* GIVEN TEXT *
━━━━━━━━━━━━━━━━
The route as far as Fort Hall presents comparatively few difficulties, and is annually traversed by hundreds of loaded wagons. The remainder of the journey is attended with many inconveniences, some arising from the nature of the ground, and others from the want of forage and water ; all of which will doubtless be diminished when the country becomes better known, and necessity should have led to the application of labor at certain points. That the obstacles cannot be very great, is conclusively proved by the fact, that the wagons go on from Fort Hall to the Falls of the Columbia, generally in the following line of route:

From Fort Hall, along the south side of the Lewis, to the American Falls, 22 miles; thence to the Fishing Falls, 125; and thence to the crossing place of the Lewis, 40; there leaving the river, the trail passes through the mountains, which border it northward, to the Boisé, and down that stream to its junction with the Lewis, near the trading post called Fort Boisé, 130; crossing the Lewis at this place, its direction is nearly north, passing over the Malheur, Burnt and Powder Rivers, which empty into the Lewis from the west, to the Grand Rond, a beautiful and rich valley surrounded by an amphitheatre of mountains, and drained by a stream of the same name, falling into the Lewis, 138; thence 100 miles to Fort Walla-Walla, or Nez-percé, a trading post of the Hudson's Bay Company, at the entrance of the Walla-Walla River, into the main trunk of the Columbia, nine miles below the junction of the north and south branches of the latter, and 555 miles from Fort Hall,

Thus the distance along the wagon road from the Missouri, at the mouth of the Kansas to the Columbia, at the junction of its two great branches, is about 1827 miles. The wagons may proceed 115 miles farther down the valley of the Columbia to its Falls; but much labor will be required ere they can complete the passage across the continent to the Pacific. The distances on the road below Fort Walla-Walla, are, to the Umatalla River, 25 miles; to John Day's River, 70; to the Falls, 20; to the Cascades, 45; and thence to Fort Vancouver, the principal trading post of the Hudson's Bay Company west of the Rocky Mountains, 55. From Fort Vancouver to Oregon City is about 30 miles, and to the mouth of the Columbia, 120 : the whole distance, by the most direct practicable route from the city of Washington to the mouth of the Columbia being about 3312 miles. The route across the continent, through the British territories, from Fort William, near the west end of Lake Superior, to Fort Walla-Walla, is at least a thousand miles longer than that from the latter place to Independence. The passage is effected for the most part in canoes, on rivers and lakes ; the remainder of the journey being pursued on foot, or on horseback : and there is no progpect that the route will ever be improved, either in convenience or practicability.
━━━━━━━━━━━━━━━━
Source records
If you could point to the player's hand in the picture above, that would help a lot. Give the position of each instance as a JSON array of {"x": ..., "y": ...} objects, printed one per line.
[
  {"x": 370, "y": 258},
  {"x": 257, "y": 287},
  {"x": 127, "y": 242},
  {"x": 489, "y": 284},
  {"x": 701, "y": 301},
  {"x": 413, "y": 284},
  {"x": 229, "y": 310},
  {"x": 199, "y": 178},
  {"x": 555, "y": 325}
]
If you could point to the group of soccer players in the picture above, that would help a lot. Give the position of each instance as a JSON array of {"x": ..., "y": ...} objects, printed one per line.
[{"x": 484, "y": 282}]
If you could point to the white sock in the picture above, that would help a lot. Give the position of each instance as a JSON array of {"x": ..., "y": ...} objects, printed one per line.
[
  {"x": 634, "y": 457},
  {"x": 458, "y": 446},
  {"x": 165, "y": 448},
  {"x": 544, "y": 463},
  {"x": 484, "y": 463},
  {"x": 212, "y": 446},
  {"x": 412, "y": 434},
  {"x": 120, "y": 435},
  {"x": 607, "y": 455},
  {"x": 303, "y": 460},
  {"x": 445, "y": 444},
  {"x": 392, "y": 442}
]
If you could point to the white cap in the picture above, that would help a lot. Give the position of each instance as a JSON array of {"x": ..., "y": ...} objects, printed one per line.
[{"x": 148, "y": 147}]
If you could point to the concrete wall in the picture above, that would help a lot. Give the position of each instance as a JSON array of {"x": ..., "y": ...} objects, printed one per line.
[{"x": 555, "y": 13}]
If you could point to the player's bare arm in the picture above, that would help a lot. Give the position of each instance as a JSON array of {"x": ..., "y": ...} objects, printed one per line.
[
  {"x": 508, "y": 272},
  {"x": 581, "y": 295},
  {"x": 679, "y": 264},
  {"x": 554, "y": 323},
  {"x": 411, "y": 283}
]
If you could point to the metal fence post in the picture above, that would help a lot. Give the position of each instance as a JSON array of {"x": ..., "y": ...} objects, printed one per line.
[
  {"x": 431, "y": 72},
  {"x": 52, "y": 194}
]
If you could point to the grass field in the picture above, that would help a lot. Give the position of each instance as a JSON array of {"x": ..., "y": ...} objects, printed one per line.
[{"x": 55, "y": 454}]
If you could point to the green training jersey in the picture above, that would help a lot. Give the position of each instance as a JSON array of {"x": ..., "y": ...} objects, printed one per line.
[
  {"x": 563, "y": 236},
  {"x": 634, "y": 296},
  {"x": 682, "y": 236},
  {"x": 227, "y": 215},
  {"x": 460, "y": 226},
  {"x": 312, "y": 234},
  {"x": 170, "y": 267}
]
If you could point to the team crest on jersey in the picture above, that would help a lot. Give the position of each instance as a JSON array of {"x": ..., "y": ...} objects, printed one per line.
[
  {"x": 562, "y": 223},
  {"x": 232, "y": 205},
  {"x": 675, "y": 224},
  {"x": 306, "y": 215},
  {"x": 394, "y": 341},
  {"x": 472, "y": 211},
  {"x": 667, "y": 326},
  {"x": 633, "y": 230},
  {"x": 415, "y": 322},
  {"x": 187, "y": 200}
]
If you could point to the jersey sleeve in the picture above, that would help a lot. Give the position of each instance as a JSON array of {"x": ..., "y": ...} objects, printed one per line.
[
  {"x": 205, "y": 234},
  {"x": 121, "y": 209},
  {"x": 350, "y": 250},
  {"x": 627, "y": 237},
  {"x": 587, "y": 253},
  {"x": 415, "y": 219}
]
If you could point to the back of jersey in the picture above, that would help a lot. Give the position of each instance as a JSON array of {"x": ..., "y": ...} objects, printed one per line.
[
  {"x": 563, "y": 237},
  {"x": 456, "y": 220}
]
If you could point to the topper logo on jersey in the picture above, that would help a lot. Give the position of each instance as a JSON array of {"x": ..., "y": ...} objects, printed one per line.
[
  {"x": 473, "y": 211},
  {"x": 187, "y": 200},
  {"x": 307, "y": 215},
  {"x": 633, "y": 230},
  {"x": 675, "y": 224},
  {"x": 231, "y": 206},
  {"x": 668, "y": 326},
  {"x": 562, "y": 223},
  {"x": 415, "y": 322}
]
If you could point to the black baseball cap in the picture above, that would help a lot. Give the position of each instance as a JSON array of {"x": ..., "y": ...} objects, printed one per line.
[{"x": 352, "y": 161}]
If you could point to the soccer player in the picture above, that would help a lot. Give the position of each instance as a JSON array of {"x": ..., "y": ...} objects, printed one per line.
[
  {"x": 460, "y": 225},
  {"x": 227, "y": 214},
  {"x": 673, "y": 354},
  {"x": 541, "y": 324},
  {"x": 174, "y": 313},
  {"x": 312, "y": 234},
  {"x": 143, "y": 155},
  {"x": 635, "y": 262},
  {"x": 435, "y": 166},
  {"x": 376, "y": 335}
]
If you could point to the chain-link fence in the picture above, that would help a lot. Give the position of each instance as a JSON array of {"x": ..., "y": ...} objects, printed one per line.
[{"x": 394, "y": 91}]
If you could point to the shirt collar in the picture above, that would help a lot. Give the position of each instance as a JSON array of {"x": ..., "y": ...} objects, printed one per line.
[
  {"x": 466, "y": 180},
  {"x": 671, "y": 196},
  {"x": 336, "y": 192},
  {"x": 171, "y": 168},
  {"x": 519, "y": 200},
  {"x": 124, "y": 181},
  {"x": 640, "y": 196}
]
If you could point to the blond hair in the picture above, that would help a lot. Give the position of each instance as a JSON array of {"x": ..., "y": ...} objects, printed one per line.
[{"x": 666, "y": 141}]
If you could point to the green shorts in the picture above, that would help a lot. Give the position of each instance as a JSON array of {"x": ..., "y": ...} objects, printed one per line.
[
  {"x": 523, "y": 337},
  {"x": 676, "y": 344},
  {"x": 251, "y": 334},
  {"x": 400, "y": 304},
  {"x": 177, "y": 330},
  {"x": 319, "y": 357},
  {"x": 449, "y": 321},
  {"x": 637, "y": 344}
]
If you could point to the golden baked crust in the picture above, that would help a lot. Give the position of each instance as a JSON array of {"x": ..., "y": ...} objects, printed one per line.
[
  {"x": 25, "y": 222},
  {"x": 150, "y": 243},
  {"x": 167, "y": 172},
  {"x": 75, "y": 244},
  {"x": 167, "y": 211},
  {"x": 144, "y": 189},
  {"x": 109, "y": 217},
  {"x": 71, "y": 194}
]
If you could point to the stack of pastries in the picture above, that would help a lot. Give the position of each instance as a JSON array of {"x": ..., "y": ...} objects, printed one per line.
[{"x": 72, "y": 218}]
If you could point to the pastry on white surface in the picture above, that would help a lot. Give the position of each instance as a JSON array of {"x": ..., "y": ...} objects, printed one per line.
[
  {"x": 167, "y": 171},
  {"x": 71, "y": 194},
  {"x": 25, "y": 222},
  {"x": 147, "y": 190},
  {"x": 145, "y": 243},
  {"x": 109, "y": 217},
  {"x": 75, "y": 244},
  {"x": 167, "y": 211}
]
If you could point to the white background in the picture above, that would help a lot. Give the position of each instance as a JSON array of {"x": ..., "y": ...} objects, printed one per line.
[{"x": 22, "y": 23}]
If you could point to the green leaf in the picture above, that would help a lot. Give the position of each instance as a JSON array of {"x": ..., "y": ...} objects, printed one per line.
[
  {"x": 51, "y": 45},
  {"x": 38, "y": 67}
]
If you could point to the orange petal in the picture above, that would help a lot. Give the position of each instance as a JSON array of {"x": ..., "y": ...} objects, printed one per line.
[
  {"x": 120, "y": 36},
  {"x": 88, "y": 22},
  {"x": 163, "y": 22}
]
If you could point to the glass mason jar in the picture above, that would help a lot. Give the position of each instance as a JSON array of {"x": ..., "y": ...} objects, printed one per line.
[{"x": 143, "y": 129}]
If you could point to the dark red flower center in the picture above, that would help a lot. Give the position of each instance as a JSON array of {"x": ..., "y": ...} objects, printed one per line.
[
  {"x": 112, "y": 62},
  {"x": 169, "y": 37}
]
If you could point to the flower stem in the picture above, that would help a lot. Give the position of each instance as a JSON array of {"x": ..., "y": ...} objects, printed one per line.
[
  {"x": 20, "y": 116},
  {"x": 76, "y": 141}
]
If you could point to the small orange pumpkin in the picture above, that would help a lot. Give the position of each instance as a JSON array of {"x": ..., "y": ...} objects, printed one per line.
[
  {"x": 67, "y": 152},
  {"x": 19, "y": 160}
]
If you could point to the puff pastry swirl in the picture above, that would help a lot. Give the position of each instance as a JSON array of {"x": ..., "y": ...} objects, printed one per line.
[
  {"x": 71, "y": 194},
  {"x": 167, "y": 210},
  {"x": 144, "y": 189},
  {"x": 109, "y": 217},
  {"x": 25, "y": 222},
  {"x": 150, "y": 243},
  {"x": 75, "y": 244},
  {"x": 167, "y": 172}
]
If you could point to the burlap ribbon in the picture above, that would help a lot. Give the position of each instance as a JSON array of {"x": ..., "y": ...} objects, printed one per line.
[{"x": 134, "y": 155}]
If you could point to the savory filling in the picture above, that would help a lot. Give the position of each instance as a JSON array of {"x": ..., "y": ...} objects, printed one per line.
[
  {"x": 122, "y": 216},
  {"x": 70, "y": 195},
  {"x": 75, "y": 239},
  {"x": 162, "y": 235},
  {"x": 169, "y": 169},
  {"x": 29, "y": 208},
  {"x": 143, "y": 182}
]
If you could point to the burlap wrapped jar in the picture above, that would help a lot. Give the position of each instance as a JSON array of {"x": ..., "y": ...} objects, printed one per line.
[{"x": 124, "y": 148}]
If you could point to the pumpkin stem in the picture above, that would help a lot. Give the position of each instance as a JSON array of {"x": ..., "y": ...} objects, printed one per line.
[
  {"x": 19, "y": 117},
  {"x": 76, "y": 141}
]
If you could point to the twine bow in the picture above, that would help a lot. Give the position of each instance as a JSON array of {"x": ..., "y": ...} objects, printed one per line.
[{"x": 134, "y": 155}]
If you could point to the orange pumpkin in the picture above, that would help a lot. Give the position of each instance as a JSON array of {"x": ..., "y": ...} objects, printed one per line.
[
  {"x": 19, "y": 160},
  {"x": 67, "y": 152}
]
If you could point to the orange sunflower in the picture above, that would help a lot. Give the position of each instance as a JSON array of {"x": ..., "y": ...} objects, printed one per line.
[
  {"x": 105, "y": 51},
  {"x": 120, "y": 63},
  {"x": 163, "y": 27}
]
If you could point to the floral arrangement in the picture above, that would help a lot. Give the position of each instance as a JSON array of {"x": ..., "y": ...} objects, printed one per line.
━━━━━━━━━━━━━━━━
* PROBLEM STATEMENT *
Reproduce the full passage on the wagon route to the Columbia word for word.

* FINISHED ANSWER *
The route as far as Fort Hall presents comparatively few difficulties, and is annually traversed by hundreds of loaded wagons. The remainder of the journey is attended with many inconveniences, some arising from the nature of the ground, and others from the want of forage and water ; all of which will doubtless be diminished when the country becomes better known, and necessity should have led to the application of labor at certain points. That the obstacles cannot be very great, is conclusively proved by the fact, that the wagons go on from Fort Hall to the Falls of the Columbia, generally in the following line of route:

From Fort Hall, along the south side of the Lewis, to the American Falls, 22 miles; thence to the Fishing Falls, 125; and thence to the crossing place of the Lewis, 40; there leaving the river, the trail passes through the mountains, which border it northward, to the Boisé, and down that stream to its junction with the Lewis, near the trading post called Fort Boisé, 130; crossing the Lewis at this place, its direction is nearly north, passing over the Malheur, Burnt and Powder Rivers, which empty into the Lewis from the west, to the Grand Rond, a beautiful and rich valley surrounded by an amphitheatre of mountains, and drained by a stream of the same name, falling into the Lewis, 138; thence 100 miles to Fort Walla-Walla, or Nez-percé, a trading post of the Hudson's Bay Company, at the entrance of the Walla-Walla River, into the main trunk of the Columbia, nine miles below the junction of the north and south branches of the latter, and 555 miles from Fort Hall,

Thus the distance along the wagon road from the Missouri, at the mouth of the Kansas to the Columbia, at the junction of its two great branches, is about 1827 miles. The wagons may proceed 115 miles farther down the valley of the Columbia to its Falls; but much labor will be required ere they can complete the passage across the continent to the Pacific. The distances on the road below Fort Walla-Walla, are, to the Umatalla River, 25 miles; to John Day's River, 70; to the Falls, 20; to the Cascades, 45; and thence to Fort Vancouver, the principal trading post of the Hudson's Bay Company west of the Rocky Mountains, 55. From Fort Vancouver to Oregon City is about 30 miles, and to the mouth of the Columbia, 120 : the whole distance, by the most direct practicable route from the city of Washington to the mouth of the Columbia being about 3312 miles. The route across the continent, through the British territories, from Fort William, near the west end of Lake Superior, to Fort Walla-Walla, is at least a thousand miles longer than that from the latter place to Independence. The passage is effected for the most part in canoes, on rivers and lakes ; the remainder of the journey being pursued on foot, or on horseback : and there is no progpect that the route will ever be improved, either in convenience or practicability.